> EXERCISE GOAL
Copy everything in the Sports Boulevard text below, from "Sports Boulevard is" down to "Abdulaziz Al Saud.", word for word.

> TEXT TO READ
((

Sports Boulevard is a proposed large-scale linear park located in Riyadh, Saudi Arabia, it was launched by King Salman on March 19, 2019. It is one of the largest projects in the world.  It is supervised and operated by the Sports Boulevard Foundation with its chairman Crown Prince Mohammed bin Salman bin Abdulaziz Al Saud.

Background 
The project was launched in 2019 as a part of the Kingdom of Saudi Arabia's Vision 2030. The Sports Boulevard was one of four initiatives established in 2019 along with King Salman Park, Riyadh Art and Green Riyadh with an estimated cost of $23 billion in government funding. In 2019, when the project was launched, it was expected to provide production jobs, followed by more service jobs on an ongoing basis. In April 2022, Jayne McGivern was appointed the CEO of the Sports Boulevard Foundation. In October 2021, the foundation was awarded contracts worth $661.5 million for the project's construction phase one.

))

> EXCERPTED RECORDS

((

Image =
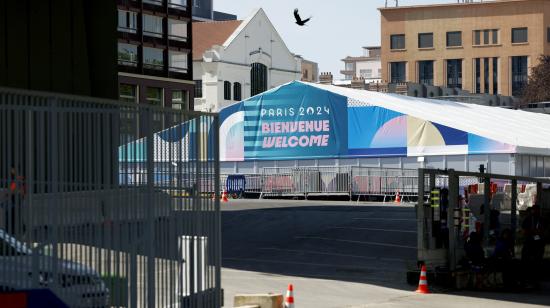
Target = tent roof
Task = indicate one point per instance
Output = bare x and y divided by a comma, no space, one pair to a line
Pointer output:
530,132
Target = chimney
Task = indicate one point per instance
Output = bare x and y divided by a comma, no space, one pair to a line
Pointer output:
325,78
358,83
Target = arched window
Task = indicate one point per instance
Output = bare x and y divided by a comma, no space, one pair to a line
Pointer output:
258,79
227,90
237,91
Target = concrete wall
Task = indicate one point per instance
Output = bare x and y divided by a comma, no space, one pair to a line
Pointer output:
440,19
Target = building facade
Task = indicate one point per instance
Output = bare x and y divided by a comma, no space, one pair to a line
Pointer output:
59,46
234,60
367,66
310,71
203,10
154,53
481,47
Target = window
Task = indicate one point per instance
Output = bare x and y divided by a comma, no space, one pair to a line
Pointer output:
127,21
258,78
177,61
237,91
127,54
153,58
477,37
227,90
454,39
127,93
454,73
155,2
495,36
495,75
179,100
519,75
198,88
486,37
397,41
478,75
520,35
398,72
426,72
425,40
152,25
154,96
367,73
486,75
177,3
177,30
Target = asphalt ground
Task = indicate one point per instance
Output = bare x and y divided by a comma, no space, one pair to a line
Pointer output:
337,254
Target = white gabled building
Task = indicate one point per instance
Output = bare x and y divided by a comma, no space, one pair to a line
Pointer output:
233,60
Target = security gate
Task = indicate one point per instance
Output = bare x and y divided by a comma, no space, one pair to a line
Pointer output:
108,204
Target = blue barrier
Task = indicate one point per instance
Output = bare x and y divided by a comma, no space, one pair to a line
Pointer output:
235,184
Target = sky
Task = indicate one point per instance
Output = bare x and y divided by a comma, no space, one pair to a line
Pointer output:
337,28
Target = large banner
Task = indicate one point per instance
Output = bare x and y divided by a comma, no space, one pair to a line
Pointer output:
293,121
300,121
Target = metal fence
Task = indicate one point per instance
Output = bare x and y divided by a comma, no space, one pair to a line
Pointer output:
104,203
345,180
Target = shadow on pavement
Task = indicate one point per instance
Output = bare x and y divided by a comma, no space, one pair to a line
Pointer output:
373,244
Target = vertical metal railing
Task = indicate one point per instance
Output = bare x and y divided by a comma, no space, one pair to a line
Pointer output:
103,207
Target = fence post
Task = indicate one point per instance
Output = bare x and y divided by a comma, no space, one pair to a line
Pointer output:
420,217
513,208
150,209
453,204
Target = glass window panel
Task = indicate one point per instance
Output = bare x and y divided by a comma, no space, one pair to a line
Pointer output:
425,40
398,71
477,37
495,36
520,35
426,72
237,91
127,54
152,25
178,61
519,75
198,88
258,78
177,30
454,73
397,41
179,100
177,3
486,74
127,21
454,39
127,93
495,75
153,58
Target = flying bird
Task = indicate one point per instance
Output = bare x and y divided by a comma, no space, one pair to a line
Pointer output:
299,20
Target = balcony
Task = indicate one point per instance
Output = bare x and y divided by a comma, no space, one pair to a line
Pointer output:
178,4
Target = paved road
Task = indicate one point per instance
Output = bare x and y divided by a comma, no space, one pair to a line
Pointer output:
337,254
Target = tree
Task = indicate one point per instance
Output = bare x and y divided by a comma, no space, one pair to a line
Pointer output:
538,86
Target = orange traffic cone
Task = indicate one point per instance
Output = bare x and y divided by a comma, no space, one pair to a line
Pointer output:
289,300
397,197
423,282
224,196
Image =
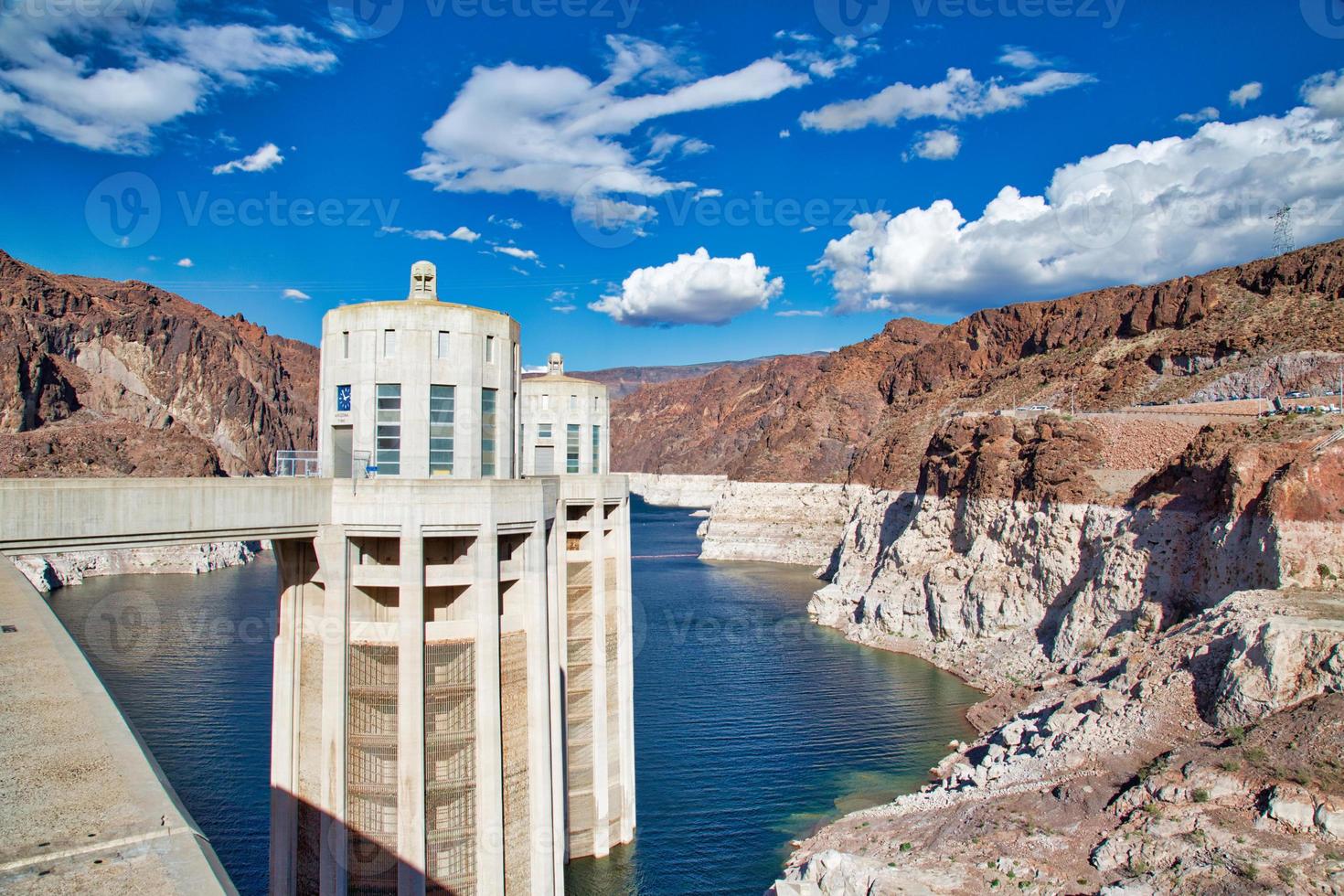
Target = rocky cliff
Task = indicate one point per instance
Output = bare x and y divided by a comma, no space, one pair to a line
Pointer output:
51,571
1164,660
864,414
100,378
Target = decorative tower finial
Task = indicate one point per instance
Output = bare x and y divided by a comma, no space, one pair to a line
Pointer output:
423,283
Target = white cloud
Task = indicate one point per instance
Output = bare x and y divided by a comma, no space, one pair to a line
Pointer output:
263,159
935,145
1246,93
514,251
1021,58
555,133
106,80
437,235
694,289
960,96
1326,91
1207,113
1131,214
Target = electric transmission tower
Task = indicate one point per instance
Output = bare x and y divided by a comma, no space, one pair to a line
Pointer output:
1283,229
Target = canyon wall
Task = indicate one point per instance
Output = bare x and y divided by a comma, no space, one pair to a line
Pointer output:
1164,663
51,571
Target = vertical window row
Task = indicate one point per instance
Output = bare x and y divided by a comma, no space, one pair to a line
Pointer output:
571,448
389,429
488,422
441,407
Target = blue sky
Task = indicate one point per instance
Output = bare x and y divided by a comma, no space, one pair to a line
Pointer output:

))

> EXERCISE OUTPUT
Sports Boulevard is a proposed large-scale linear park located in Riyadh, Saudi Arabia, it was launched by King Salman on March 19, 2019. It is one of the largest projects in the world.  It is supervised and operated by the Sports Boulevard Foundation with its chairman Crown Prince Mohammed bin Salman bin Abdulaziz Al Saud.